REQUIRED TASK. Decide whether each statement agrees with the forum post about V box spreaders, answering yes or no and quoting the words of the post that decide it. (a) The poster spreads sand mixtures as well as salt. (b) The poster's current spreader spreads evenly out to 30 feet. (c) The poster works only on commercial properties.

EXTRACTED TEXT.
# Best V Box Spreader?



## plowfever (Nov 2, 2010)

I considering going with a v box spreader. I have a f350 short bed so I'm kinda limited. Right now I have my tgs06 salt dogg. It works ok but I spread roughly 2000# of product per time so it would be nice not to have to get in and out of my truck all the time to fill it up. My concerns are:

1- I still need space for my toro blower, shovel and a few bags for sidewalks. Is this possible with this type of spreader?

2- What is the best spreader for what I'm looking to do? I only spread either salt or ice melt. I do not spread any sand mixture. 

3-Do the salt dogg box spreaders spread better than there tailgates? I need something to spread 30-40' evenly as my tgs06 seems to only spread 15-20 then taper off out to 30'.

I do all commercial properties so this is what I spread per stop. I have a few smaller places that only take like 400-600# per stop but are only on call for the ice melt/salt. I'm not really that happy with the salt dogg unit as it doesn't seem to spread the material as well as the boss spreaders I have.

EXTRACTED RECORDS.

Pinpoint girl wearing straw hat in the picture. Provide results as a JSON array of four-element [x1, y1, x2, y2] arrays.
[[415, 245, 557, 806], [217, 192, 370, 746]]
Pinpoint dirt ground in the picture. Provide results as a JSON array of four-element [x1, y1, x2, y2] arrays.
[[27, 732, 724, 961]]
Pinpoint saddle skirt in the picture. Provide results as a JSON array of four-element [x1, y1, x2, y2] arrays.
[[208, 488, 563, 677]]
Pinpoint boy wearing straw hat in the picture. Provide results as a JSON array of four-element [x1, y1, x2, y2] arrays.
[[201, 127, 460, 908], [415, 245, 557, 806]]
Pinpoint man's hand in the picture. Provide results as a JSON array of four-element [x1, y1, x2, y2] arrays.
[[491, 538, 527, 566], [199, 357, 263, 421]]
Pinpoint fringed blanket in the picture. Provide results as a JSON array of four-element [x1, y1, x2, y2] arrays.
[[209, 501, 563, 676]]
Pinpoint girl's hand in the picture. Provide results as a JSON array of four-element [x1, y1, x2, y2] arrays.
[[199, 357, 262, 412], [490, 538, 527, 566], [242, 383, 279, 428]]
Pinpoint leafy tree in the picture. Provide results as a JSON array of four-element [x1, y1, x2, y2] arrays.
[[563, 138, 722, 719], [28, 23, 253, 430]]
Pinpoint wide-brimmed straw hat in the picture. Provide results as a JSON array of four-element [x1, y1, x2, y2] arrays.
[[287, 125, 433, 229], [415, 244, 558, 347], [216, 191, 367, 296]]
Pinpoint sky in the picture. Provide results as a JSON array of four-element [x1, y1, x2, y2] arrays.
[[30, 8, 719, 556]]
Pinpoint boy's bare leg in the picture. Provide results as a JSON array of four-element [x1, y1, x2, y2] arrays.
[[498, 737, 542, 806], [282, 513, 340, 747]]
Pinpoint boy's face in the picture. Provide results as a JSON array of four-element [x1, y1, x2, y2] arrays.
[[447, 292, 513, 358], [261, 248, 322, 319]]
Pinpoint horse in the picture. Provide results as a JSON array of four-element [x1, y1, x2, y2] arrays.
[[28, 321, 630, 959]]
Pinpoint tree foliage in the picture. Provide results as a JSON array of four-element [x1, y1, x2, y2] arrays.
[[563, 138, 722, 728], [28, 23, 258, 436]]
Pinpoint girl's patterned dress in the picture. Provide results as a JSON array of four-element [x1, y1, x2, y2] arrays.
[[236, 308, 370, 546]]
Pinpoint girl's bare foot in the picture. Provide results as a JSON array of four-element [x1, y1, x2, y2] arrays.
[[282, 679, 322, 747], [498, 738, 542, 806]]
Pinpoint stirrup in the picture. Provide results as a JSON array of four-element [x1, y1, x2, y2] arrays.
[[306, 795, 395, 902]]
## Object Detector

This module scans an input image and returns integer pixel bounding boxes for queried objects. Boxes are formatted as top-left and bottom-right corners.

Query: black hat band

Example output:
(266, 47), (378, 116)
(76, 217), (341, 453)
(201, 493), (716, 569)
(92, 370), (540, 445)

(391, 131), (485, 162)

COMPLETED EXERCISE.
(a) No: "I do not spread any sand mixture."
(b) No: "my tgs06 seems to only spread 15-20 then taper off out to 30'"
(c) Yes: "I do all commercial properties"